§ Task brief: Make an exact copy of the records, and keep the pictures out of it.
[[ Provided data, beginning ]]
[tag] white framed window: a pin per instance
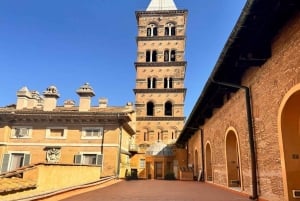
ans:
(56, 132)
(21, 132)
(142, 163)
(92, 133)
(14, 160)
(89, 158)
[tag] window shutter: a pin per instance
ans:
(99, 160)
(77, 159)
(5, 161)
(26, 159)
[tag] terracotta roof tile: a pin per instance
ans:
(15, 184)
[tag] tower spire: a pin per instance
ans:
(161, 5)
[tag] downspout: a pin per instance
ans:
(187, 154)
(251, 134)
(202, 154)
(119, 151)
(102, 149)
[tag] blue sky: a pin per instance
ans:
(67, 43)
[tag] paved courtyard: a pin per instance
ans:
(159, 190)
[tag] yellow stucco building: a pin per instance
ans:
(36, 131)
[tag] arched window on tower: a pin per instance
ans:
(170, 29)
(168, 108)
(173, 55)
(154, 56)
(151, 56)
(166, 55)
(151, 82)
(168, 82)
(148, 56)
(169, 55)
(150, 109)
(152, 30)
(146, 136)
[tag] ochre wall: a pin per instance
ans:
(54, 177)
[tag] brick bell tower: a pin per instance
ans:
(159, 92)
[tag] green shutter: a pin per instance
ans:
(26, 159)
(77, 159)
(99, 160)
(5, 164)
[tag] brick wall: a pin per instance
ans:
(268, 83)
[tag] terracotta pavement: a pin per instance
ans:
(158, 190)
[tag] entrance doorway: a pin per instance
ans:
(158, 170)
(233, 161)
(290, 148)
(196, 169)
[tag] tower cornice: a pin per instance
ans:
(139, 14)
(160, 64)
(159, 38)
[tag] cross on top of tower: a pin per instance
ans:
(161, 5)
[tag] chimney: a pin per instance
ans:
(103, 102)
(85, 93)
(69, 103)
(35, 99)
(51, 95)
(23, 96)
(129, 105)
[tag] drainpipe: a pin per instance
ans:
(102, 148)
(202, 154)
(187, 154)
(119, 151)
(251, 134)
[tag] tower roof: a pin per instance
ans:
(161, 5)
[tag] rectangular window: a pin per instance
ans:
(14, 160)
(142, 163)
(89, 159)
(92, 133)
(56, 132)
(21, 132)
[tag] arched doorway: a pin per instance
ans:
(289, 125)
(196, 159)
(232, 160)
(208, 166)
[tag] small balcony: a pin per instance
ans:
(133, 148)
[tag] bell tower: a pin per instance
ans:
(160, 72)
[[ Provided data, end ]]
§ Written answer:
[tag] white framed window: a pin per instance
ans:
(56, 132)
(21, 132)
(142, 163)
(92, 133)
(14, 160)
(89, 158)
[tag] window shutter: a pin per instance
ans:
(99, 160)
(77, 159)
(5, 161)
(26, 159)
[tag] terracotta roof tile: a pin per instance
ans:
(15, 184)
[tag] tower spire: a pin per instance
ans:
(161, 5)
[tag] downspout: a pin per instance
ans:
(187, 154)
(251, 134)
(202, 154)
(119, 151)
(102, 149)
[tag] blue sky: a pin per instance
ans:
(67, 43)
[tag] paved courtyard: a pin per instance
ans:
(159, 190)
[tag] yellow stucco building: a pin per instance
ans:
(36, 131)
[tag] arched window on tower: a pin per instance
ans:
(170, 29)
(168, 108)
(173, 55)
(154, 56)
(151, 56)
(166, 55)
(151, 82)
(168, 82)
(148, 56)
(169, 55)
(150, 109)
(152, 30)
(146, 136)
[tag] ochre wall: a pin per instance
ans:
(54, 177)
[tag] brick bell tower: a pin per instance
ans:
(159, 92)
[tag] green shutter: a pin per instance
ans:
(26, 159)
(77, 159)
(99, 160)
(5, 164)
[tag] brick wall: a pin per instance
ans:
(268, 83)
[tag] terracotta pavement: a pin per instance
ans:
(158, 190)
[tag] entrance doorway: a pin per instance
ans:
(158, 170)
(233, 161)
(290, 148)
(196, 169)
[tag] tower cornice: a pin per instance
ans:
(139, 14)
(160, 64)
(159, 38)
[tag] cross on top of tower: a pin per instance
ans:
(161, 5)
[tag] chimney: a pin per instance
ans:
(103, 102)
(85, 93)
(69, 103)
(35, 99)
(51, 95)
(23, 96)
(129, 105)
[tag] drainpipe: a pin per instance
ans:
(102, 148)
(202, 154)
(187, 154)
(119, 151)
(251, 134)
[tag] tower roof: a pin per instance
ans:
(161, 5)
[tag] rectangular window: a pin per instance
ans:
(14, 160)
(142, 163)
(89, 159)
(92, 133)
(56, 132)
(21, 132)
[tag] arched doorway: a pin per instance
ans:
(289, 125)
(196, 159)
(232, 160)
(208, 166)
[tag] small balcony: a pin per instance
ans:
(133, 148)
[tag] bell tower: a pin per instance
ans:
(160, 72)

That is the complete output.